The concept of ‘related parties’ is defined under the tax statutes to include certain categories of persons (legal entities and individuals) qualified by law as ‘related parties’.

Further, a general clause is inserted in the definition clause to include any person capable of exercising an influence or control over another party in the making of decisions within the definition of ‘related party’. These transactions typically include transaction within the group companies, companies involved in joint venture or between holding company and subsidiaries, etc. The same not only ensures an increase in the volume of global trade but also that the related parties have the ability of ensuring that the income earned is subjected to the most tax-friendly jurisdiction, thereby reducing total global tax outflows of a multinational corporation.

Since the value of the transactions between related parties or associate enterprises may be maneuvered to avoid or reduce tax liabilities, it becomes imperative for the revenue authorities, responsible for collecting both direct and indirect taxes, to have in place the principles for valuation of such transactions.

● **INFORMATION SHOWN**
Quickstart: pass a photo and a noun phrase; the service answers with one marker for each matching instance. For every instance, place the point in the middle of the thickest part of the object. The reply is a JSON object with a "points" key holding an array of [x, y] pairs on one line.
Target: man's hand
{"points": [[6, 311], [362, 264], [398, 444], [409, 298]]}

● **TASK OBJECTIVE**
Copy out, word for word, everything in the passage on related-party transactions above from "The concept of" down to "a multinational corporation.".

● **ANSWER TO THIS PROBLEM**
The concept of ‘related parties’ is defined under the tax statutes to include certain categories of persons (legal entities and individuals) qualified by law as ‘related parties’.

Further, a general clause is inserted in the definition clause to include any person capable of exercising an influence or control over another party in the making of decisions within the definition of ‘related party’. These transactions typically include transaction within the group companies, companies involved in joint venture or between holding company and subsidiaries, etc. The same not only ensures an increase in the volume of global trade but also that the related parties have the ability of ensuring that the income earned is subjected to the most tax-friendly jurisdiction, thereby reducing total global tax outflows of a multinational corporation.